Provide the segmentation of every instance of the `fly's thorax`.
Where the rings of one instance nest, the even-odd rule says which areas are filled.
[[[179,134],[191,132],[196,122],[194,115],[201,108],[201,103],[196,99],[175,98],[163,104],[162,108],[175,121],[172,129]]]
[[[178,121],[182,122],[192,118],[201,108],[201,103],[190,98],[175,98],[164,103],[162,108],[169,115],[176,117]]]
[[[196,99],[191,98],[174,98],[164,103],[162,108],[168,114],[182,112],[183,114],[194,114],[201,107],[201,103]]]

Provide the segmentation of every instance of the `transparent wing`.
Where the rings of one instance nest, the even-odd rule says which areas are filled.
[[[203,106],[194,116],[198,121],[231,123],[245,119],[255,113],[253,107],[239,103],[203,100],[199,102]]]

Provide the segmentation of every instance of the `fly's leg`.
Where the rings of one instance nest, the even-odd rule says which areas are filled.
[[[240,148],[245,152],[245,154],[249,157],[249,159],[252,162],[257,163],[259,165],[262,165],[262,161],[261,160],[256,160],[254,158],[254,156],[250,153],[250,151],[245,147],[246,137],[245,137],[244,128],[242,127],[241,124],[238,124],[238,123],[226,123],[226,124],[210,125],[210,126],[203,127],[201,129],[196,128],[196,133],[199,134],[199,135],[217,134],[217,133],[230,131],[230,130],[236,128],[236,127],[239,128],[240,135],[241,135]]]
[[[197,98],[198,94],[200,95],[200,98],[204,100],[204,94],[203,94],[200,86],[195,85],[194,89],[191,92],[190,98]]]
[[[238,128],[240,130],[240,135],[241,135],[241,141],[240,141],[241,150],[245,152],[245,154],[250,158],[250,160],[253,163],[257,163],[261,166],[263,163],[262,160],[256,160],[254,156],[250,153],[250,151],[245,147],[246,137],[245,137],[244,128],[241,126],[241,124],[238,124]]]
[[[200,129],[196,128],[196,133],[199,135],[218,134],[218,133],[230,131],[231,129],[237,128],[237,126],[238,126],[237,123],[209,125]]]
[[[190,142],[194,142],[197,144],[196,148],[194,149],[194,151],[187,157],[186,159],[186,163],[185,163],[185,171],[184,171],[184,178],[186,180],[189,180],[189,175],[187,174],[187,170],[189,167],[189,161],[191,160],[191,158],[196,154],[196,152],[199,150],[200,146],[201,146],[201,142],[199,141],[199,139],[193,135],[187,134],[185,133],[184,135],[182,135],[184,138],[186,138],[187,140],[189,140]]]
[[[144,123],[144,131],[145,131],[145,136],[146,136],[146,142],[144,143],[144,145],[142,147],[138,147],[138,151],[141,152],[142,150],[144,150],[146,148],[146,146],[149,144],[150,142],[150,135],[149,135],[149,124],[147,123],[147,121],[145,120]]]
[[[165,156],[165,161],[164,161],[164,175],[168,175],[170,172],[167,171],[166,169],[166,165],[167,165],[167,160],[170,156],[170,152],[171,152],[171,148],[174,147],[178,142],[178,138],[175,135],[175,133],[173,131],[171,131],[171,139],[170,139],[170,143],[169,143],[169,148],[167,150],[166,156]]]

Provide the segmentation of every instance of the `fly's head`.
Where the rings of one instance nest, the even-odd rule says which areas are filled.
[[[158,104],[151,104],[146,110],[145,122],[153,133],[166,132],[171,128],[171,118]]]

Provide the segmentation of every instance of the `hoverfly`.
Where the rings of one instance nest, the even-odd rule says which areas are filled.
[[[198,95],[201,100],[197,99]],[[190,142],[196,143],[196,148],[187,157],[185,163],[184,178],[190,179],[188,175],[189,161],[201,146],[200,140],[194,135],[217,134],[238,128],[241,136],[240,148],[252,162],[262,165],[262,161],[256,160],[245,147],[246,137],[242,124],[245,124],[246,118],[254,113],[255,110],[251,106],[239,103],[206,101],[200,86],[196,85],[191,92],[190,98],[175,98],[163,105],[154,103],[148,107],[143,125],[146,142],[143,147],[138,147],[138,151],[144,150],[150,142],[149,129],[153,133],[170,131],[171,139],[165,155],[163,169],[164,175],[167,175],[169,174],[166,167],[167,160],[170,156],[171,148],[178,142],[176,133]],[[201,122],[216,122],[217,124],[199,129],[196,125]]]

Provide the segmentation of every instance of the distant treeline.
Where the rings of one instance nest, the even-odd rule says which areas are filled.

━━━━━━━━━━━━━━━━━━━━

* What this task involves
Return every entry exactly.

* Finished exercise
Provide the segmentation of every instance of the `fly's thorax`.
Where the rings of one instance nest, the even-odd rule says which areas are filled.
[[[179,134],[191,132],[196,122],[194,115],[201,108],[201,103],[196,99],[175,98],[163,104],[162,108],[175,121],[172,129]]]
[[[178,121],[182,122],[192,118],[201,108],[201,103],[190,98],[175,98],[164,103],[162,108],[169,115],[176,117]]]
[[[196,99],[191,98],[174,98],[164,103],[162,108],[168,114],[182,112],[183,114],[194,114],[201,107],[201,103]]]

Provide the segmentation of every instance of the `transparent wing`.
Where the rings of one instance nest, the even-odd rule says which areas are filled.
[[[203,106],[194,116],[198,121],[231,123],[245,119],[255,113],[253,107],[239,103],[203,100],[199,102]]]

Provide the segmentation of every instance of the `fly's leg`.
Where the rings of one instance nest, the even-odd rule says which areas are filled.
[[[240,148],[245,152],[245,154],[249,157],[249,159],[252,162],[257,163],[259,165],[262,165],[262,161],[261,160],[256,160],[254,158],[254,156],[250,153],[250,151],[245,147],[246,137],[245,137],[244,128],[242,127],[241,124],[238,124],[238,123],[226,123],[226,124],[210,125],[210,126],[203,127],[201,129],[196,128],[196,133],[199,134],[199,135],[217,134],[217,133],[230,131],[230,130],[236,128],[236,127],[239,128],[240,135],[241,135]]]
[[[197,98],[198,94],[200,95],[200,98],[204,100],[204,94],[203,94],[200,86],[195,85],[194,89],[191,92],[190,98]]]
[[[238,128],[240,130],[240,135],[241,135],[241,141],[240,141],[241,150],[245,152],[245,154],[250,158],[250,160],[253,163],[257,163],[261,166],[263,163],[262,160],[256,160],[254,156],[250,153],[250,151],[245,147],[246,137],[245,137],[244,128],[241,126],[241,124],[238,124]]]
[[[200,129],[196,128],[196,133],[199,135],[218,134],[218,133],[230,131],[231,129],[237,128],[237,126],[238,126],[237,123],[209,125]]]
[[[190,142],[194,142],[197,144],[196,148],[194,149],[194,151],[187,157],[186,159],[186,163],[185,163],[185,171],[184,171],[184,178],[186,180],[189,180],[189,175],[187,174],[187,170],[189,167],[189,161],[191,160],[191,158],[196,154],[196,152],[199,150],[200,146],[201,146],[201,142],[199,141],[199,139],[193,135],[187,134],[185,133],[184,135],[182,135],[184,138],[186,138],[187,140],[189,140]]]
[[[144,123],[144,131],[145,131],[145,136],[146,136],[146,142],[144,143],[144,145],[142,147],[138,147],[138,151],[141,152],[142,150],[144,150],[146,148],[146,146],[149,144],[150,142],[150,135],[149,135],[149,124],[147,123],[147,121],[145,120]]]
[[[165,156],[165,161],[164,161],[164,175],[168,175],[170,172],[167,171],[166,169],[166,165],[167,165],[167,160],[170,156],[170,152],[171,152],[171,148],[174,147],[178,142],[178,138],[175,135],[175,133],[173,131],[171,131],[171,139],[170,139],[170,143],[169,143],[169,148],[167,150],[166,156]]]

Provide the segmentation of every instance of the `fly's head`.
Where the rings of one instance nest, the even-odd rule says which areas are filled.
[[[158,104],[151,104],[146,110],[145,122],[153,133],[166,132],[171,128],[171,118]]]

Provide the segmentation of every instance of the `hoverfly`.
Where the rings of one instance nest, the even-odd rule says which areas are filled.
[[[198,95],[201,100],[197,99]],[[190,142],[196,143],[196,148],[187,157],[185,163],[184,178],[190,179],[188,175],[189,161],[201,146],[200,140],[194,135],[217,134],[238,128],[241,136],[240,148],[252,162],[262,165],[262,161],[256,160],[245,147],[246,137],[242,124],[245,124],[246,118],[254,113],[255,110],[251,106],[239,103],[206,101],[200,86],[196,85],[191,92],[190,98],[175,98],[163,105],[154,103],[148,107],[143,125],[146,142],[143,147],[138,147],[138,151],[144,150],[150,142],[149,129],[153,133],[170,131],[171,139],[165,155],[163,169],[164,175],[167,175],[169,174],[166,167],[167,160],[170,156],[171,148],[178,142],[176,133]],[[201,122],[216,122],[217,124],[199,129],[196,125]]]

Provide the segmentation of every instance of the distant treeline.
Where the rings of one instance nest, the even-odd rule says which areas are filled.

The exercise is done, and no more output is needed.